Over 1oo models signed an open letter to Victoria’s Secret CEO John Mehas on Wednesday, urging him to take steps to end abuse alleged to have happened at the company. 
The Model Alliance, a nonprofit that provides support to people in the fashion industry, drafted the letter, which urges Victoria’s Secret to join the nonprofit’s RESPECT Program, wherein participating companies commit to upholding a code of conduct to ensure safety within a job.
The New York Times recently published a report that detailed a “culture of misogyny, bullying, and harassment” at Victoria’s Secret that current and former executives, employees, contractors, and models say was fostered by Ed Razek and Les Wexner, two top executives at the lingerie brand’s parent company, L Brands.
“We believe that this moment can be a wake-up call for Victoria’s Secret,” the letter reads, citing the Times’ report as the impetus for its drafting. 
Sources told the Times that Razek, a former executive at L Brands who stepped down in October 2019, asked women to sit on his lap and kiss him.
Sara Ziff, a longtime model and the founder and executive director of the Model Alliance, said in a statement to Business Insider that the Alliance has been talking to L Brands about harassment issues for several months.
“It is both frustrating and deeply disturbing that Victoria’s Secret/L Brands still have not taken models’ concerns about their safety at work seriously,” Ziff said.
In a statement to Business Insider, an L Brands spokesperson wrote: “We absolutely share a common goal with Model Alliance to ensure the safety and wellbeing of models. Our robust Photo Shoot Procedures, including training and oversight, were implemented in May 2019 and reflect elements of the RESPECT Program and beyond. We’re proud of the progress we’ve made and remain committed to continuous improvement. We’re always open to engage with those looking to make improvements in the industry.”
Wexner is reportedly looking to sell Victoria’s Secret and step down as CEO.
Dear Mr. Mehas,
The Model Alliance met with L Brands/Victoria’s Secret five months ago and proposed that the company take concrete action to change its culture of misogyny and abuse. The company refused to act. L Brands/Victoria’s Secret declined to make binding commitments to protect models and other workers from harassment by joining the RESPECT Program.
We write today because the New York Times investigative report “‘Angels’ in Hell: The Culture of Misogyny Inside Victoria’s Secret,” shows that the culture of misogyny, bullying, and harassment at Victoria’s Secret is even more egregious and more entrenched than previously understood. The Times reports repeated complaints of inappropriate conduct towards models and employees: Body shaming, lewd remarks, crotch-grabbing, retaliation for rebuffing advances, unauthorized use of models’ images, and pressures to pose nude without pay for a photographer’s personal shoots. According to Casey Crowe Taylor, a former public relations employee, “This abuse was just laughed off and accepted as normal […] And anyone who tried to do anything about it wasn’t just ignored. They were punished.” This is deeply disturbing but not surprising, as we have seen similar issues many times throughout our industry. However, the intense retaliation used by Victoria’s Secret to silence those who reported misconduct is particularly deplorable. Indeed, The Times called Victoria’s Secret “a case study in the wrong way to deal with allegations of misconduct.”

◇ ◇ ◇

In the article about the models' open letter to Victoria's Secret, when did L Brands implement its Photo Shoot Procedures?

◇ ◇ ◇

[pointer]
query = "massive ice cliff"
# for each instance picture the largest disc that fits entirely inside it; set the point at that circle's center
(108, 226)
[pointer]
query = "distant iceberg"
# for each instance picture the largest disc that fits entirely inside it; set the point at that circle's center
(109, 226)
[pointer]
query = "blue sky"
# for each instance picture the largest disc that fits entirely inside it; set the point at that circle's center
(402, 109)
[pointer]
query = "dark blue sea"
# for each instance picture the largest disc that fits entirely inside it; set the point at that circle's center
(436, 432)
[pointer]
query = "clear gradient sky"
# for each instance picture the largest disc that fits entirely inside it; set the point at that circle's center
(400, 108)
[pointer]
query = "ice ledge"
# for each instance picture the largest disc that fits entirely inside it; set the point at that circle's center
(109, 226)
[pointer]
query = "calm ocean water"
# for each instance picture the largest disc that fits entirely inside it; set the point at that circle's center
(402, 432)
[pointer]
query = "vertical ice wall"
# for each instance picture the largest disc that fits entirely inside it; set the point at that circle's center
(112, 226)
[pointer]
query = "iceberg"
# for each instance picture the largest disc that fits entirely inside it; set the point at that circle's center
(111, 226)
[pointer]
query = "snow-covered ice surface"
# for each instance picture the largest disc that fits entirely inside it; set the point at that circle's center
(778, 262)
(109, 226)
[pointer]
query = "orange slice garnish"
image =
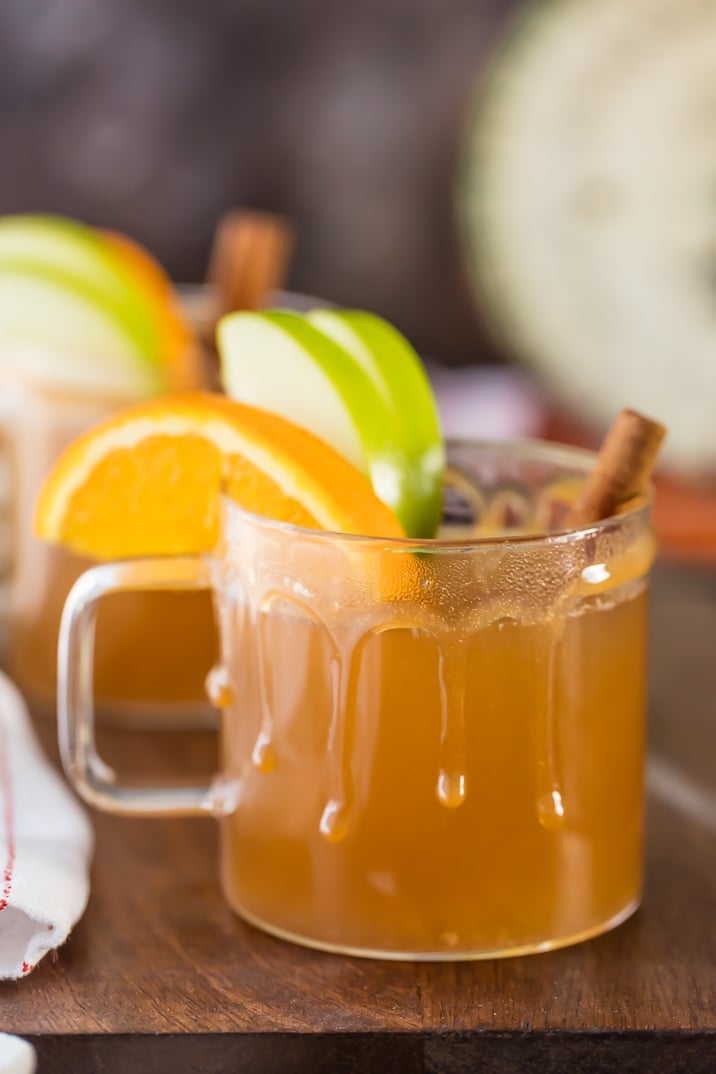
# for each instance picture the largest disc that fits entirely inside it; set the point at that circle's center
(147, 480)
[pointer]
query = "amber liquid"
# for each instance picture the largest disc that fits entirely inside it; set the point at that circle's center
(470, 795)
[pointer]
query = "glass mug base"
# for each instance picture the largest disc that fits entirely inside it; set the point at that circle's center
(444, 955)
(430, 751)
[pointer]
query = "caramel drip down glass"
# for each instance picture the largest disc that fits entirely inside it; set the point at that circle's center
(429, 750)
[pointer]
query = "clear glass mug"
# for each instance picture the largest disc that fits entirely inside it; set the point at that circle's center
(177, 629)
(429, 751)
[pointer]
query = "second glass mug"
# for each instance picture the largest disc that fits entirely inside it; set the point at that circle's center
(440, 743)
(178, 629)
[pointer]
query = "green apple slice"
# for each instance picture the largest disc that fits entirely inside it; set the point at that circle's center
(77, 256)
(280, 362)
(398, 374)
(64, 335)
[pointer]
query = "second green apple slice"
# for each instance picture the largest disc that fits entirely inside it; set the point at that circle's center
(280, 362)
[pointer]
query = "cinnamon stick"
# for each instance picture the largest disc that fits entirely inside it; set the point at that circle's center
(623, 468)
(249, 258)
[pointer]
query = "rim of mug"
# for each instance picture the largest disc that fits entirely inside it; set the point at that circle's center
(537, 449)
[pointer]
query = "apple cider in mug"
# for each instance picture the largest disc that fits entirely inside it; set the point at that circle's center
(455, 773)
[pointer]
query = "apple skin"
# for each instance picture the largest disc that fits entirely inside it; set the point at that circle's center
(62, 336)
(399, 375)
(283, 363)
(79, 258)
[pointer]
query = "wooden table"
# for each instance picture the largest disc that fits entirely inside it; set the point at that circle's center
(161, 976)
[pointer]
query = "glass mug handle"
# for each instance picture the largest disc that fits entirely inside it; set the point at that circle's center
(95, 781)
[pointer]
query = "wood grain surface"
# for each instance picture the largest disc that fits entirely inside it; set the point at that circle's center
(161, 975)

◇ ◇ ◇

▶ **RESPONSE TO THIS TASK**
May 2019